Extract —

Segment Open

How to find the best 100 episode average manually?


#1

When I upload my results, I get the best 100 episode average which I want to calculate manually. How do I go about this ?


How do people know about class objects of each environment?
#2

There are really two ways to handle this, first is to sum of the averages for an episode, then average those. What I did was to use the environment function env.get_episode_rewards(), I then take the average of that using array slicing and numpy average.

np.array(env.get_episode_rewards())[-100:].mean()


#3

Wait, I don’t quite get that. I am new to openai. How did you know about these inbuilt functions ? And can you please explain the process in simpler terms ? Thanks in advance


#4

In python you can use the built in python function dir to figure out what
functions are available to a variable, so print dir(evn) gives the list, I
figured it out from there.

Second using array slicing -100: means take the last 100 elements of the
array and return it.

Mean is well, average.

Since usually they use the average of the last 100 episodes thats why we
check for 100 elements.

Segment Closed

Assignment A — List every post number marker (such as "#1") that appears in the forum thread.
Assignment B — Reproduce the part of the forum thread between "How to find" and "about this ?", inclusive.
The listing after this point is separate material and has no connection to the forum thread.

Stored data entries
Segment Open

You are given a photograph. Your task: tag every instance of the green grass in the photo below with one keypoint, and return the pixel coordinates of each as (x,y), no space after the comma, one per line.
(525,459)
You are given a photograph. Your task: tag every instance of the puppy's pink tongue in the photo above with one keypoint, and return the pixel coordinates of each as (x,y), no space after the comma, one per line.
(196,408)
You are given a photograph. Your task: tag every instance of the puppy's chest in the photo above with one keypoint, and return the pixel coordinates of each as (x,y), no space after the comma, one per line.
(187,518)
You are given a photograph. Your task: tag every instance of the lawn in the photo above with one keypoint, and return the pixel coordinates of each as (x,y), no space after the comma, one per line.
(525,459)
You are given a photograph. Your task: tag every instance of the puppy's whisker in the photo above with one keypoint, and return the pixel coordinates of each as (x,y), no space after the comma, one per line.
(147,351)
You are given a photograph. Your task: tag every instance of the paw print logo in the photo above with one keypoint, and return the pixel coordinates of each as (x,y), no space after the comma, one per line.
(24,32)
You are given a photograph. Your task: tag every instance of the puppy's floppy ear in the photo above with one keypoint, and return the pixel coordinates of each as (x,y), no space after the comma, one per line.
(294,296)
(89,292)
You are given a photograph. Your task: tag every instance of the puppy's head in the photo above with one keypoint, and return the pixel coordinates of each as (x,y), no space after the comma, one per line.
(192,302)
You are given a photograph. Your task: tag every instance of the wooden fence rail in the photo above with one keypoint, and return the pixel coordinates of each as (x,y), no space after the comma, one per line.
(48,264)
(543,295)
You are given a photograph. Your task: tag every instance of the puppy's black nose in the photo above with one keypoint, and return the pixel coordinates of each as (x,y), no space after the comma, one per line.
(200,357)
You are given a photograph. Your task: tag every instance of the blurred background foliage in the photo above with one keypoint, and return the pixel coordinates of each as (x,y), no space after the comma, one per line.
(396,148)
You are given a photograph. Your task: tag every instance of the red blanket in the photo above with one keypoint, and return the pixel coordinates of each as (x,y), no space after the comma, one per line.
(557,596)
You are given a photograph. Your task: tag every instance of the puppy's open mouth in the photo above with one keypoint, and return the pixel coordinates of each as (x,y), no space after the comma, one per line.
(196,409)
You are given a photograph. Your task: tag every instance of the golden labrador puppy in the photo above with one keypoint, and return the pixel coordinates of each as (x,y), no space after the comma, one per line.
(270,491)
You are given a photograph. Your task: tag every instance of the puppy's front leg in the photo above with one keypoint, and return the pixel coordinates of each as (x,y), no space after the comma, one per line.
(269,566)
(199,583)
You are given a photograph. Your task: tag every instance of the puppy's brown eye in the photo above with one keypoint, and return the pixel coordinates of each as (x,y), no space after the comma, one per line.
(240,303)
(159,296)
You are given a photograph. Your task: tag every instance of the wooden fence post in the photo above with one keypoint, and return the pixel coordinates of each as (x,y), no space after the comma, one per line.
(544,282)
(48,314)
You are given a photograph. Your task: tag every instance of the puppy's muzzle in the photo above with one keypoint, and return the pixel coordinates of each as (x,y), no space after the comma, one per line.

Segment Closed

Output A — #1, #2, #3, #4

Output B —
How to find the best 100 episode average manually?


#1

When I upload my results, I get the best 100 episode average which I want to calculate manually. How do I go about this ?